# WHAT YOU ARE ASKED TO DO
Copy each line of the entries beneath that contains the word "below".

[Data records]

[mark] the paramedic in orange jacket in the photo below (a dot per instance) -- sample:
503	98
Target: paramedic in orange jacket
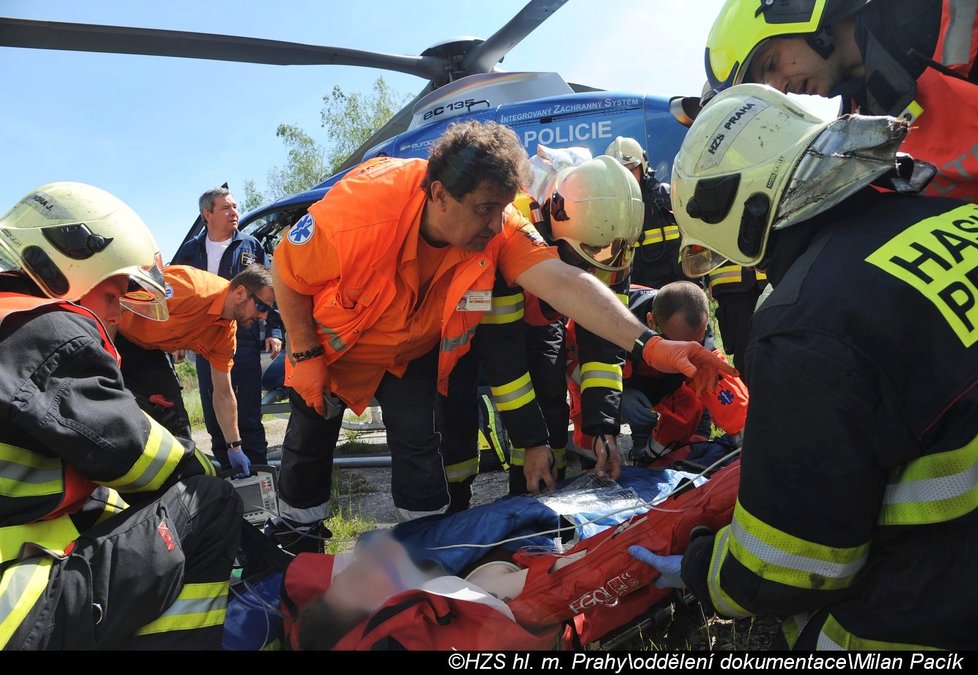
205	311
914	59
679	311
370	286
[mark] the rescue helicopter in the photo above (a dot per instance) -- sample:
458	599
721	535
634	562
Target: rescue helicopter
464	82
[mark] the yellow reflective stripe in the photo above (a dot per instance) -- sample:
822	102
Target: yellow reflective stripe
160	457
728	274
777	556
517	456
933	489
28	474
505	309
54	535
20	588
450	343
655	236
513	395
834	636
596	374
459	471
114	503
722	602
197	606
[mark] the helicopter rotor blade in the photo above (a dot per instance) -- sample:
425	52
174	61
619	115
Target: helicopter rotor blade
154	42
483	57
395	125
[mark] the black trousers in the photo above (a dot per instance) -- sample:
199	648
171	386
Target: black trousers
149	375
170	557
418	481
734	312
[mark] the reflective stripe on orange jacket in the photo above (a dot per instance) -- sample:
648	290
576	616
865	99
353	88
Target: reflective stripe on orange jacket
946	133
373	212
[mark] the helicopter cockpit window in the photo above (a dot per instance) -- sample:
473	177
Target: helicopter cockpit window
269	228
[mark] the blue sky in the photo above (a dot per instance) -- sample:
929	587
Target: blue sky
158	131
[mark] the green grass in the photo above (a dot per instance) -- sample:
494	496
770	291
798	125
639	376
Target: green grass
187	375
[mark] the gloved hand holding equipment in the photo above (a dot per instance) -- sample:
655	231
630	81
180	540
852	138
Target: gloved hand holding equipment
636	408
310	379
240	464
669	566
692	359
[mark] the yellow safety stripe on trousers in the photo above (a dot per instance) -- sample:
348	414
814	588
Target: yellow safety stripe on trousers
517	456
596	374
515	394
658	235
448	344
114	503
54	535
505	309
28	474
728	274
197	606
834	636
459	471
777	556
722	602
161	455
933	489
21	586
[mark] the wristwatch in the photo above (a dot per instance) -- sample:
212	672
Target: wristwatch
308	354
639	347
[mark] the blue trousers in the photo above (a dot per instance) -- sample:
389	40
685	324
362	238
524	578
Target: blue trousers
246	382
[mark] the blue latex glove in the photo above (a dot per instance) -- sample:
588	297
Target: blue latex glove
240	464
637	409
668	566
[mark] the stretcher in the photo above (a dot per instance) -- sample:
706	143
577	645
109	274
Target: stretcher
600	593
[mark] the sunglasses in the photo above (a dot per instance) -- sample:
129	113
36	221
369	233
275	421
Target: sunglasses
259	305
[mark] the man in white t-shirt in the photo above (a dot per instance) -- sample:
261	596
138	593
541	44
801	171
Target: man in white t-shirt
222	250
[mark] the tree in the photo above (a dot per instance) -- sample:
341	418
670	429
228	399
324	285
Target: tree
349	120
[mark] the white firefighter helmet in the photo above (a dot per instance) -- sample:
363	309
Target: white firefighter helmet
629	153
756	161
596	209
69	237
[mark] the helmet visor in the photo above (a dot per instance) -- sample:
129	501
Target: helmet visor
699	261
614	257
145	295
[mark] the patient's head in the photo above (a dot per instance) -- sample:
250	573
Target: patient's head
378	568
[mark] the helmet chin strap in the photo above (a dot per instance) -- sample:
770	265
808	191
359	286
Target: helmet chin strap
822	42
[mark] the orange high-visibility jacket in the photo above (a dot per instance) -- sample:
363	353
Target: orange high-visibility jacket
368	232
946	133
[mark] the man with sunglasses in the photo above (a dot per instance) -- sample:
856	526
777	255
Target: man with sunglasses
206	312
222	249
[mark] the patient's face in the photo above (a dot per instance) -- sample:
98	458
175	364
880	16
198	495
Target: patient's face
380	568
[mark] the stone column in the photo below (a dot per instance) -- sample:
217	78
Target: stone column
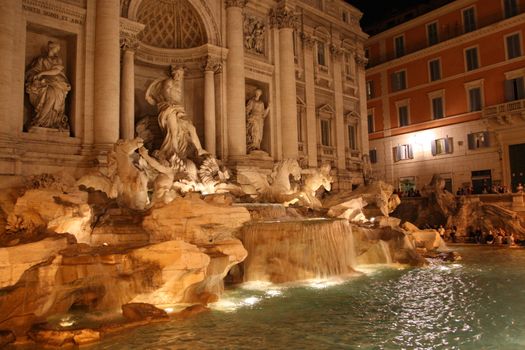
127	88
363	109
340	128
309	79
210	67
8	20
236	109
107	72
285	19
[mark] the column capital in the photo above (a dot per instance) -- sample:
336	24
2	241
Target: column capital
308	40
336	51
213	64
129	43
236	3
284	16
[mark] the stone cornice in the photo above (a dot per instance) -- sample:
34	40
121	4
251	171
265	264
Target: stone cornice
162	57
56	10
459	40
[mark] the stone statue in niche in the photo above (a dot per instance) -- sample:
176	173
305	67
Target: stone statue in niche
47	86
256	113
180	134
254	35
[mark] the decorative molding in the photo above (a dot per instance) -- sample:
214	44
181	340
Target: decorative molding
129	34
56	10
236	3
308	40
212	63
283	16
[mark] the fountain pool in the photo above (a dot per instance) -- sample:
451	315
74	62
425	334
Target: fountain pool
477	303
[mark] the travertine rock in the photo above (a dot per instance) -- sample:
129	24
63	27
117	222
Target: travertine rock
142	311
54	210
14	261
378	193
194	220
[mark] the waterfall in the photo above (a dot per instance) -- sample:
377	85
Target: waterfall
298	250
377	253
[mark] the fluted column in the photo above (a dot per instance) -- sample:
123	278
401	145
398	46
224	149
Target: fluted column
107	72
309	80
127	88
210	67
236	94
8	12
340	128
285	19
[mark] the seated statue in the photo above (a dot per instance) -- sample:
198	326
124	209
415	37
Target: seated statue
180	134
47	86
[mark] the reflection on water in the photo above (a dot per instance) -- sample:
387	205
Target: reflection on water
476	304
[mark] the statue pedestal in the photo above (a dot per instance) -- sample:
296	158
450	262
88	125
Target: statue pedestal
256	159
48	132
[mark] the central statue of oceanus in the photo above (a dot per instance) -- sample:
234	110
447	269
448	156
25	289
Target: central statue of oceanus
179	133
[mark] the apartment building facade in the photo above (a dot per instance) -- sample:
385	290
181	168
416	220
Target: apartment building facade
446	96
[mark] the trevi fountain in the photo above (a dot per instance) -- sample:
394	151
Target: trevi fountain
164	233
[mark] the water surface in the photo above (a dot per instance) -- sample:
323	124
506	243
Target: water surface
477	303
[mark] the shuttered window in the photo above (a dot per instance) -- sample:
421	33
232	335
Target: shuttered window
403	152
442	146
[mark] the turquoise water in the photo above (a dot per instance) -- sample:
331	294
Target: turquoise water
477	303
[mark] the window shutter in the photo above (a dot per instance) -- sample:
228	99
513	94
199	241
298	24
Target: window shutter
520	93
471	141
373	156
449	144
509	90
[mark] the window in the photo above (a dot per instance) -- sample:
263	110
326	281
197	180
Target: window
403	152
403	112
471	58
370	89
373	156
321	57
399	44
514	89
437	108
432	33
370	120
352	137
344	16
325	133
399	81
349	66
513	45
474	97
469	20
511	8
434	68
478	140
442	146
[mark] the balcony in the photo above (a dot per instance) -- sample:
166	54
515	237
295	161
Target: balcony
505	112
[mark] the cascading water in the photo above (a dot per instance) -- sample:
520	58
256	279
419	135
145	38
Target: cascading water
298	250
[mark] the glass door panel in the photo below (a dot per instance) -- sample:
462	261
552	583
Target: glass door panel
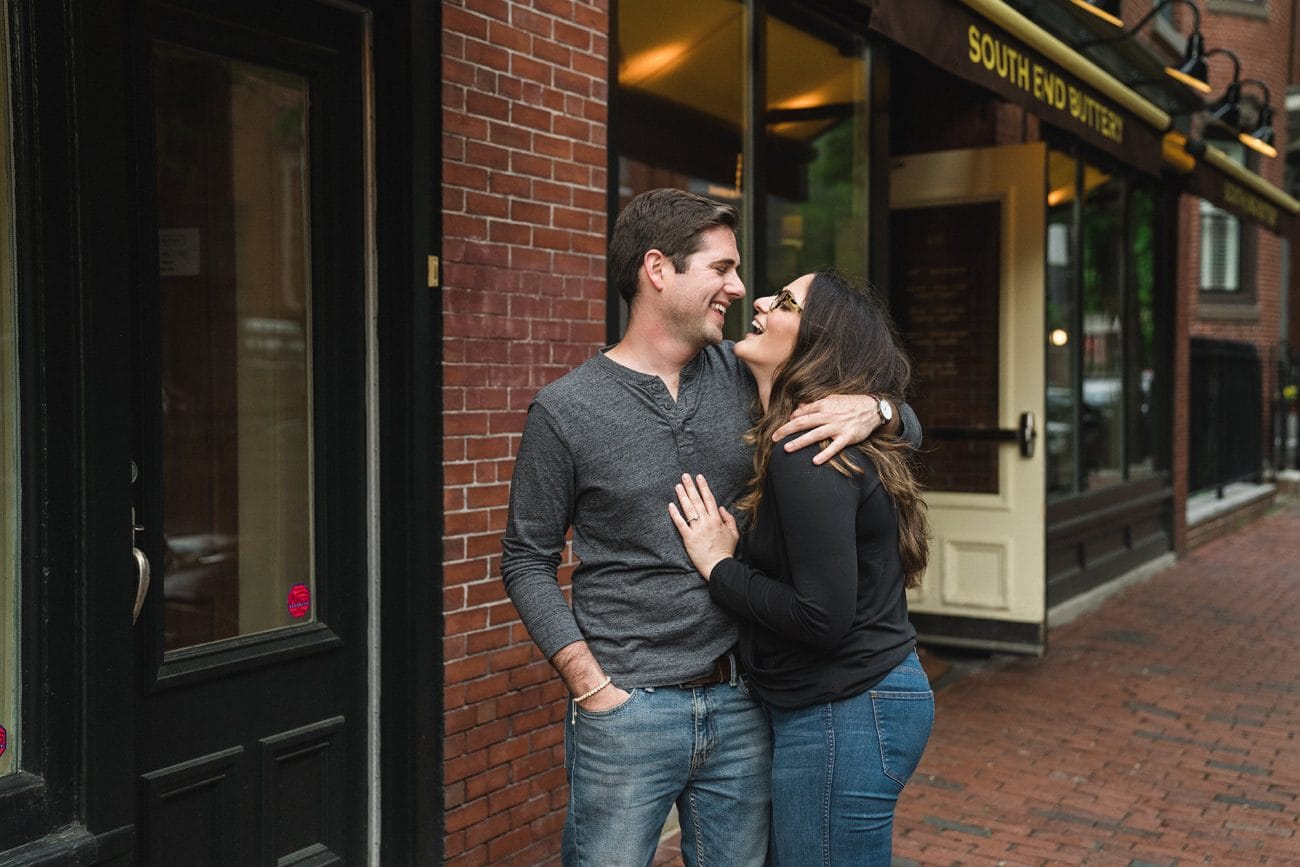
1101	406
234	308
817	155
9	491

# TASK OUTPUT
[mark] the paramedic in orange jacket in the photo below (a dot per instance) -- sample:
[mark] the stone column in the photo below (a dot per instance) -- sample:
[mark] the glass door panel in the photo below (a dot per instance) -- sample:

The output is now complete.